**YOUR INSTRUCTIONS**
Copy out the data below word for word, from the line containing "Look at the photograph above. For each instance of the distant" down to the end of the data, with both ends included.

**DATA FOR THE TASK**

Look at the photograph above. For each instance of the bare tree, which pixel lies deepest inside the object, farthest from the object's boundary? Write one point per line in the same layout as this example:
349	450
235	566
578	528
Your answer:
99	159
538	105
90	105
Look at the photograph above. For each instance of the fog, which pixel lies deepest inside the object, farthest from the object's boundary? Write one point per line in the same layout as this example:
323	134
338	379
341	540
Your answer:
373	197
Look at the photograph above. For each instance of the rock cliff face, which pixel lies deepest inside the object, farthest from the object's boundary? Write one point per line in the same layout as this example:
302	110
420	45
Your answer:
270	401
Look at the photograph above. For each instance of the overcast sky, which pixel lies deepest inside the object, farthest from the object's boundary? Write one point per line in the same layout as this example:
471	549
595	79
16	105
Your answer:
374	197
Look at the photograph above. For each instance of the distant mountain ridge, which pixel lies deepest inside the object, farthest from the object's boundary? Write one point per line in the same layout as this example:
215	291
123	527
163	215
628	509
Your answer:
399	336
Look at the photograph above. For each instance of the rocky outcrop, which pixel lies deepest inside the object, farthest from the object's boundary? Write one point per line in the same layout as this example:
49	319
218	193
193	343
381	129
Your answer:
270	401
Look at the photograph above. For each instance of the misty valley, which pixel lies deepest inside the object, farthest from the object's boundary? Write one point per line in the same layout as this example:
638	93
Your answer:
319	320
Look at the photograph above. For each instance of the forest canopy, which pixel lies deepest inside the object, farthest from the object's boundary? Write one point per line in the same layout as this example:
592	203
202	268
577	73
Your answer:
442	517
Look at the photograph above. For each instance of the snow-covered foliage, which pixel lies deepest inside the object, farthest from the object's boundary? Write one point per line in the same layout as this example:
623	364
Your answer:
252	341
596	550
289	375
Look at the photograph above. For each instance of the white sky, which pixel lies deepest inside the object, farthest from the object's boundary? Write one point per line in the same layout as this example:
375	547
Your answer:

**EXERCISE SOLUTION**
Look at the photograph above. For each instance of the distant mountain ridge, which pixel lies deepest inside the object, farthest from the object's boundary? Write one point per line in the same layout as this example:
215	291
123	527
163	215
628	509
Your answer:
399	336
Look at the photograph above. For each instance of the rocky outcrop, which pixel lies deepest inside the object, farthest from the object's boundary? Write one point per line in the same layout as this example:
49	319
218	193
193	343
381	129
Your answer:
270	401
Look at the photograph above. For each instance of the misty valley, which pixel lies deepest inside the object, farthest from the object's boundary? Write one point per line in the same layout as this example:
638	93
Your answer:
319	320
Look at the photograph above. For each instance of the forest canopy, which pixel lies deepest inside the object, farthest from the object's boundary? Write one point per line in the same layout as this example:
592	203
202	268
577	73
Your answer:
442	517
Look at the photograph above. For each instance of the snow-covered foliage, which pixel lies deepest inside the object, farthest from the object's boundary? Write one point per line in the same layout as this example:
623	364
Your answer:
252	341
596	550
289	375
Look at the photograph above. For each instance of the white sky, which pixel lies deepest inside the object, farthest from the object's boundary? Write one point per line in the same layout as this example:
375	547
Your answer:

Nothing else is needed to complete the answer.